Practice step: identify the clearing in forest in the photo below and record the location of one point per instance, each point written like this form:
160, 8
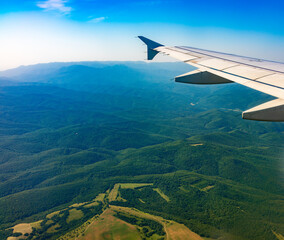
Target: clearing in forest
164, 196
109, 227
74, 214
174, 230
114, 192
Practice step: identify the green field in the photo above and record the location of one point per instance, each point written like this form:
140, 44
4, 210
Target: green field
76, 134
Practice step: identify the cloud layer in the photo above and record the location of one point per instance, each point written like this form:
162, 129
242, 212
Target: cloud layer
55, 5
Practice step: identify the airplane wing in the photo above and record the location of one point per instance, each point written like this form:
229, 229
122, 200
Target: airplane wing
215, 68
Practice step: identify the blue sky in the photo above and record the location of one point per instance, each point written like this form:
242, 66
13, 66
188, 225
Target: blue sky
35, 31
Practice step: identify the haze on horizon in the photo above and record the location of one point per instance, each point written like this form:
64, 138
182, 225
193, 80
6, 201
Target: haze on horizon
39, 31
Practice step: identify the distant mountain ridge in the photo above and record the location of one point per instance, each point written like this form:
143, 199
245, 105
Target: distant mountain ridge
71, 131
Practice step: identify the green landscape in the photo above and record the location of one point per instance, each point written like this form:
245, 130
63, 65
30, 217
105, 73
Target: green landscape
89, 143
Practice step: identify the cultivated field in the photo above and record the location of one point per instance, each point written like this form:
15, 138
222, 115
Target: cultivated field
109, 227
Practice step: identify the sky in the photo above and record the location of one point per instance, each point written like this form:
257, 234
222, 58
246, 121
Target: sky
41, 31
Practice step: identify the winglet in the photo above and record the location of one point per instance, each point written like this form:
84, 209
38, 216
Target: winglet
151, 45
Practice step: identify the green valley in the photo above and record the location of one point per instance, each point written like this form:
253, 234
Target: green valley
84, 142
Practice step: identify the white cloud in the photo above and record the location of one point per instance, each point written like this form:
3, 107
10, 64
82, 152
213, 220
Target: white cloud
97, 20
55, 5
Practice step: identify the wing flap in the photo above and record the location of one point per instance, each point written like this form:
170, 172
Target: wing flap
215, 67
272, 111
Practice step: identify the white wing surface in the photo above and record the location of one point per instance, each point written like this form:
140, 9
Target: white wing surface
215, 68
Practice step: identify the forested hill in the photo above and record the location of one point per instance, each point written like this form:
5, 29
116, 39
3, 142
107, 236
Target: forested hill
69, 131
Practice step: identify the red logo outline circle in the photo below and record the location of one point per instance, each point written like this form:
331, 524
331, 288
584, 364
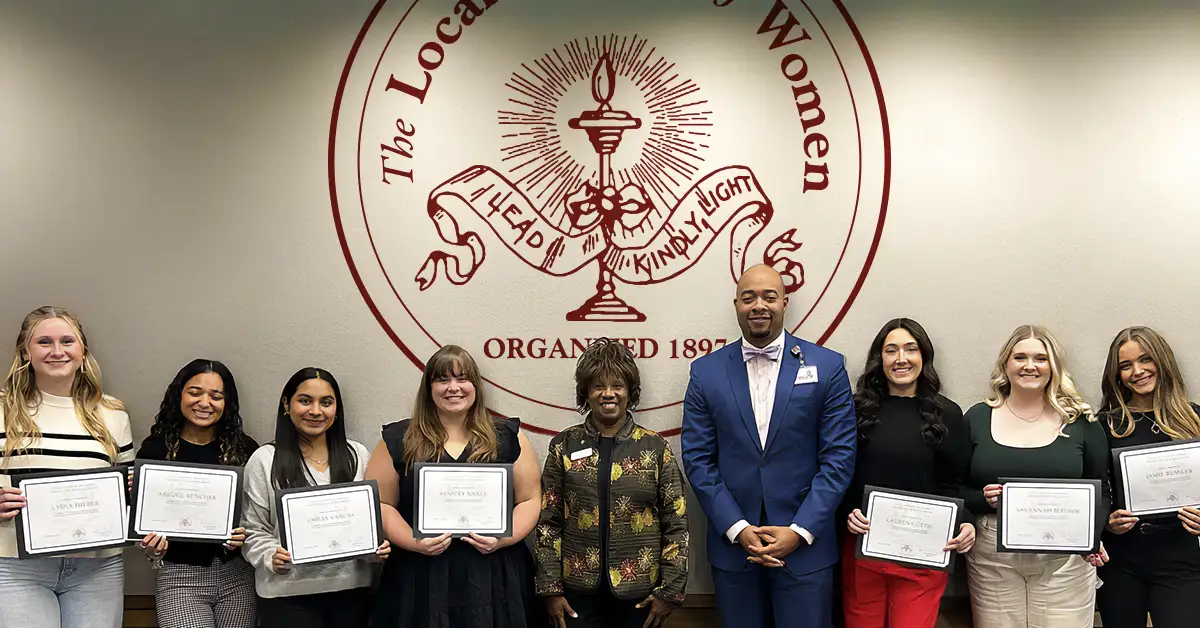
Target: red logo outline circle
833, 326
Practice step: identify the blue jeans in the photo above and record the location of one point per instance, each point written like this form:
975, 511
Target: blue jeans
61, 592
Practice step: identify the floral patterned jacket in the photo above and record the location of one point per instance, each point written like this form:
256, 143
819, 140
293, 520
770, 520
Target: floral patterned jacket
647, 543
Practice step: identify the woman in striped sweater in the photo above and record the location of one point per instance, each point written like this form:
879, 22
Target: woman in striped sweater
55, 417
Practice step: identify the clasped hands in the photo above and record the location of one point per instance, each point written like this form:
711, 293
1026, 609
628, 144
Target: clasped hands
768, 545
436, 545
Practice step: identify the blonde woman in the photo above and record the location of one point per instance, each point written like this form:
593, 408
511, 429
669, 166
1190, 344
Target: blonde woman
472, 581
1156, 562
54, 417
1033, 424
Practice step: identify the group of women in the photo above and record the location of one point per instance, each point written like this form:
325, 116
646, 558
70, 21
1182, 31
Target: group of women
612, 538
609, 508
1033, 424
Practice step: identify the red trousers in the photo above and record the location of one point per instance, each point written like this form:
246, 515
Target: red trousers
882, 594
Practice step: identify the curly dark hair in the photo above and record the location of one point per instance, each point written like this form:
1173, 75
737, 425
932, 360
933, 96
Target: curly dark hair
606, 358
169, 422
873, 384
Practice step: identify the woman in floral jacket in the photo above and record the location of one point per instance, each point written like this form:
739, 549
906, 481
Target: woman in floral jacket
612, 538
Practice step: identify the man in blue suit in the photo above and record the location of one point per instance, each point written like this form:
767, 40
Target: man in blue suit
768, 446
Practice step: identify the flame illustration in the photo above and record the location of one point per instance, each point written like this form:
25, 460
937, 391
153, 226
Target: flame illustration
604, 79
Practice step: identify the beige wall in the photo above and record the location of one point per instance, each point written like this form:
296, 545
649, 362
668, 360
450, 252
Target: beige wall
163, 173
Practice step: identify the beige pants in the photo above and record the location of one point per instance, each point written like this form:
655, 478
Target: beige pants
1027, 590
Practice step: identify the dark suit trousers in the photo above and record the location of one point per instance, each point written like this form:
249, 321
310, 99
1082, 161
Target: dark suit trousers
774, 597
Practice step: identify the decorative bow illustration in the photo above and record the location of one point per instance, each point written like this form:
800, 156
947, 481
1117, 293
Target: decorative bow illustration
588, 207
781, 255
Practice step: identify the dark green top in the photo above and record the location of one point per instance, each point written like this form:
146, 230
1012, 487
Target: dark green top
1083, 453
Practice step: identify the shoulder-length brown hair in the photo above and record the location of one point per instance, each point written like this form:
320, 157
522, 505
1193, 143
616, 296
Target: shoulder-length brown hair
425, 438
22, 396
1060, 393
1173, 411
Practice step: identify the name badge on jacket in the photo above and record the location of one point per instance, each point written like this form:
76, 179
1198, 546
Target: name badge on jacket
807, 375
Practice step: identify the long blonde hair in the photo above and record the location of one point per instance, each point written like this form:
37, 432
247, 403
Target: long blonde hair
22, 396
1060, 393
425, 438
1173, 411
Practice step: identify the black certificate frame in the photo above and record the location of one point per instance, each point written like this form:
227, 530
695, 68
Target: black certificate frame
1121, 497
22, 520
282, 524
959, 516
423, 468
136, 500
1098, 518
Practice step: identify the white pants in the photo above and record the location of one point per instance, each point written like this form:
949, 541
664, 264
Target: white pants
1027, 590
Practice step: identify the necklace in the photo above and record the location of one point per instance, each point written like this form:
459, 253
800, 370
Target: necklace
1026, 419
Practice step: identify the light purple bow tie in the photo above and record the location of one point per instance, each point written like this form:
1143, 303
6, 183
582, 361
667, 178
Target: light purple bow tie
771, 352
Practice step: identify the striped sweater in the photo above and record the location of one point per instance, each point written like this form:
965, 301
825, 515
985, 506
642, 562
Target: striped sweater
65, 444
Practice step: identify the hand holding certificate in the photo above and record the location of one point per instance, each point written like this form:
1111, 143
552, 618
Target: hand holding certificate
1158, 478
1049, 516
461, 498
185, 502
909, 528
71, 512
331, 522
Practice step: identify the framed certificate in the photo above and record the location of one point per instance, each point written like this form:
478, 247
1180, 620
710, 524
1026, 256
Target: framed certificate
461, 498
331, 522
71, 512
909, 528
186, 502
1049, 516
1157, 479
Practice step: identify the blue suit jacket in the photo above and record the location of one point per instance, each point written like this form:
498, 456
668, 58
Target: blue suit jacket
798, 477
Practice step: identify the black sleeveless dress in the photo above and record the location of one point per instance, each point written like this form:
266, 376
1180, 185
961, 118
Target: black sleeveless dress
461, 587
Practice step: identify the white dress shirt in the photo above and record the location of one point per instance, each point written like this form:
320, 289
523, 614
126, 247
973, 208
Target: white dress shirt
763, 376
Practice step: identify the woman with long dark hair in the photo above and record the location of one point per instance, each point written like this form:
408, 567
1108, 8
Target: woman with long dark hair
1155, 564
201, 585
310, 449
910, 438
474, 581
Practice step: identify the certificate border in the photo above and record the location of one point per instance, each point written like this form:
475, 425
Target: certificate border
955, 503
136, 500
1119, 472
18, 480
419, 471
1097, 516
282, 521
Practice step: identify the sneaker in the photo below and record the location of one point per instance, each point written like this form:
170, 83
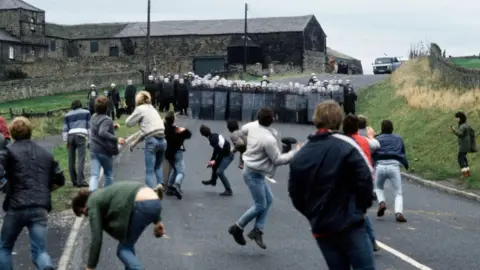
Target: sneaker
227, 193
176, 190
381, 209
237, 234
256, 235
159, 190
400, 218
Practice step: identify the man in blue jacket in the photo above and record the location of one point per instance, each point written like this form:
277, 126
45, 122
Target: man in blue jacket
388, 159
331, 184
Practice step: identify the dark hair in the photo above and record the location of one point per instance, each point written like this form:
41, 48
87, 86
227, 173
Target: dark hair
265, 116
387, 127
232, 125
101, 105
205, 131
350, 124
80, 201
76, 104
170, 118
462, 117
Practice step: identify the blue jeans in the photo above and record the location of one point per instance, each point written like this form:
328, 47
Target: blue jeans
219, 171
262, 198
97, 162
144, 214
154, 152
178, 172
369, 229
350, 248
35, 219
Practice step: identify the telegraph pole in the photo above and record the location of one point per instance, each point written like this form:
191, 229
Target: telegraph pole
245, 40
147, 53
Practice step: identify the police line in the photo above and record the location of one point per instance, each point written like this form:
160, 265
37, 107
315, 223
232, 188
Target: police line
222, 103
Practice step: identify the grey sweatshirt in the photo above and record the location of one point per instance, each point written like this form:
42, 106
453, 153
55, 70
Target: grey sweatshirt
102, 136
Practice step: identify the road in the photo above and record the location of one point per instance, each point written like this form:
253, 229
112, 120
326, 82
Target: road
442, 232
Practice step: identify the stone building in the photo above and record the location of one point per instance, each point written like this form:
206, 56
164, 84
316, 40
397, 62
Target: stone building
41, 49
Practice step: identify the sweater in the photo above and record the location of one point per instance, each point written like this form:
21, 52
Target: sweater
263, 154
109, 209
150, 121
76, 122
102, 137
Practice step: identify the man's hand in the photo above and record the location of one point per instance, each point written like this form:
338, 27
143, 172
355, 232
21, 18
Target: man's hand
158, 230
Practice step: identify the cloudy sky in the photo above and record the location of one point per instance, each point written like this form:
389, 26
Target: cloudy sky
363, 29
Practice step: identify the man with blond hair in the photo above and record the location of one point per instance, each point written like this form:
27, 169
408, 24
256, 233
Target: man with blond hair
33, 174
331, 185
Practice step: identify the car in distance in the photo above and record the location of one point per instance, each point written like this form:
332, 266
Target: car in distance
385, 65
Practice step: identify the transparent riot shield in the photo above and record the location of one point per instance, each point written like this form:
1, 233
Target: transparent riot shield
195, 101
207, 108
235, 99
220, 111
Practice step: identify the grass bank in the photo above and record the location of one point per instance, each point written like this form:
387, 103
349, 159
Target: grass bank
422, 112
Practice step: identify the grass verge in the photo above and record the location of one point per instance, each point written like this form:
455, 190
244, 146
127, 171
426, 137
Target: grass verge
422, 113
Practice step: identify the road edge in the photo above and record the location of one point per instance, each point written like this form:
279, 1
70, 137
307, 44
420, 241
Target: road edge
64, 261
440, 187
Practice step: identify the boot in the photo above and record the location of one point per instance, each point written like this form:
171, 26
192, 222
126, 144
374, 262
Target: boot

####################

TASK GOAL –
Copy exactly the lines of the listing above, beginning at the line with "Practice step: identify the grass bank" and ending at its final line; write out nothing else.

FINAL RESULT –
Practice step: identify the grass bank in the photo above and record the location of one point per instance, each point written like this form:
387, 103
349, 159
Target: grass bank
422, 112
Practice step: identify the grass verge in the photo above and record the location of one point per instance, each point written like this form:
455, 190
244, 146
127, 171
426, 137
Target: grass verge
422, 113
Practice step: identify the road edge in the photo above and record the location of one point per instance, each point written like this form:
279, 1
70, 137
307, 44
420, 241
Target: road edge
64, 261
440, 187
Practice step: identify the boot in the photo above and record the location of one point per instance, each point written like this form:
171, 26
192, 222
126, 144
374, 262
Target: boot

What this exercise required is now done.